● Given data:
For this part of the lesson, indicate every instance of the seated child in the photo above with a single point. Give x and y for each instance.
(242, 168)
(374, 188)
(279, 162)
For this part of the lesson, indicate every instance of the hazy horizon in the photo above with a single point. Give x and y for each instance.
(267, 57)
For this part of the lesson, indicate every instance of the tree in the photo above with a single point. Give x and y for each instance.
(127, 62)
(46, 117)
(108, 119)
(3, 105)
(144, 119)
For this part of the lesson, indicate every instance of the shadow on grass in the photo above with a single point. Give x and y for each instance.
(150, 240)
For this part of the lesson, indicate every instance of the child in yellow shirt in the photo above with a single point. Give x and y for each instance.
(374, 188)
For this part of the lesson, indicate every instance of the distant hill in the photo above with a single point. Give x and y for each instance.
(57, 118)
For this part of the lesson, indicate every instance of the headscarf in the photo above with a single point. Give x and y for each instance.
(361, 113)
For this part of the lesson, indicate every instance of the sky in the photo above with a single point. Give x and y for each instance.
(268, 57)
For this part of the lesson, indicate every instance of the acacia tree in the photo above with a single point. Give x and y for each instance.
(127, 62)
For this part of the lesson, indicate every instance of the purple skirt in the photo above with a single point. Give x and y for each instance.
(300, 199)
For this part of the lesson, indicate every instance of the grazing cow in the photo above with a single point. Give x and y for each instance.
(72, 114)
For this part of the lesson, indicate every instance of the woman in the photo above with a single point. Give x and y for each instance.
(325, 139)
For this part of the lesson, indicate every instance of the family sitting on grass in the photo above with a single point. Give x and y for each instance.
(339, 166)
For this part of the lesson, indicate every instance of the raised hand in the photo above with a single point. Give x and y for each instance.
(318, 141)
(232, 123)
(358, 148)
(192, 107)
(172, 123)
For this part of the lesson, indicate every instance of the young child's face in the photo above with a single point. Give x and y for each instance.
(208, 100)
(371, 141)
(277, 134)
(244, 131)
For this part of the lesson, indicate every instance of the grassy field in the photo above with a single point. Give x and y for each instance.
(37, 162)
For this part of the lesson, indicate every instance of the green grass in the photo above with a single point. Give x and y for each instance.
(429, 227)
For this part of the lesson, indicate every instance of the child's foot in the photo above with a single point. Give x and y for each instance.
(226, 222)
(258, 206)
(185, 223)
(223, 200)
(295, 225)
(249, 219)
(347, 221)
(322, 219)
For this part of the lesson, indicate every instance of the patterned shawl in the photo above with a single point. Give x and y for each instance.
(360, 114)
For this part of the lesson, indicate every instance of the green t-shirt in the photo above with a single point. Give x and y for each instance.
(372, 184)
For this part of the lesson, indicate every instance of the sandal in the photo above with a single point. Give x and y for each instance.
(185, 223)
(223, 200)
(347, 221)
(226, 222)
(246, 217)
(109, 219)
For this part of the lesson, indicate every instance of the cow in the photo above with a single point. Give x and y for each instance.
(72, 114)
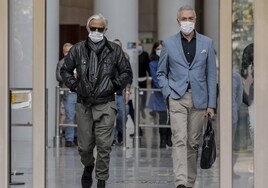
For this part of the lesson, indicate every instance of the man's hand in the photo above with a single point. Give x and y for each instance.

● Problem details: Could you reproduce every entry exactly, leaving out the pictures?

● Answer section:
For this part of the lesson, indicate every instance of the seated child in the photo above with a single point. Give x and y for each instance.
(242, 168)
(374, 188)
(279, 162)
For this part of the lesson, indicate every instance of the hazy horizon in the photo above with a single point. Give x and y for each instance.
(267, 57)
For this part of the lesson, indicate every instance of the tree in the photo above with a single point. Give x and y for each instance.
(127, 62)
(46, 117)
(108, 119)
(3, 105)
(144, 119)
For this part of the lesson, indicate every instance of the shadow on grass in the photo above with a single point. Give x and y for each instance.
(150, 240)
For this part of the lesson, indicate every instance of the child in yellow shirt in the photo above with a single point. Give x and y for each instance.
(374, 188)
For this part of the lesson, indicate every instance of the distant hill in the photo above with a single point. Give x and y for each instance.
(57, 118)
For this part of the lesson, indicate every instance of the headscarf in the photo above with a single point. Give x and y for each instance.
(361, 113)
For this part of the lesson, indicate every instance of the sky in the photo above with a single point. Give x and y for each instance.
(268, 57)
For this part of the lesson, indicate every instance of the acacia tree in the photo above with a single point. Give x and y for each instance.
(127, 62)
For this part of the lesson, indicate every instance of the purple skirt in the photo above with a single point. Give x and y for each instance.
(300, 199)
For this part of the lesson, indicate every instance of the grazing cow in the photo above with a single point. Give x and y for each instance.
(72, 114)
For this part of the lesson, indicate every instance of the woman in the photo above with a single point. Give x and y for each instance.
(325, 139)
For this part of the lesson, indicate every instance of the family sitting on grass in the photo above with a single point. Give x and y for each instance.
(339, 166)
For this part of the lesson, indicate every instance of the raised hand in the photo above with a single point. Give x and y for each instance.
(318, 141)
(232, 123)
(358, 148)
(192, 107)
(172, 123)
For this part of the lesson, indicate every instance of the young child's face in the photo above with a single point. Give x and y for each instance.
(208, 100)
(371, 141)
(277, 134)
(244, 131)
For this part of the lesson, indicate every instance of the grassy field in the photo above with a single point. Give x and y for each instance.
(37, 162)
For this part of the lesson, indicate every instance of the green grass in the photo above with a single point. Give x and y for each instance.
(429, 227)
For this part of the lesson, indicate every instance of the child's foot in the photo above with a single point. Give x and y for each instance.
(226, 222)
(258, 206)
(185, 223)
(223, 200)
(295, 225)
(249, 219)
(347, 221)
(322, 219)
For this part of the lesson, indicate every instance of the patterned shawl in the photo above with a single point. Give x and y for each instance.
(360, 114)
For this part of the lesson, indicate every instance of the green t-shirt in the photo above with a single point. Give x and y for each instance.
(372, 184)
For this part of the lesson, indicate every instance of the sandal in the photo above with a single point. Give x and y for each instance.
(185, 223)
(223, 200)
(347, 221)
(226, 222)
(246, 217)
(109, 219)
For this part of the lesson, indicate every instance of the cow in the photo above with a single point. Give x and y for each instance.
(72, 114)
For this part of the lesson, indicate every instance of the man's hand in the photo above with a single point. Give x and y for each instance.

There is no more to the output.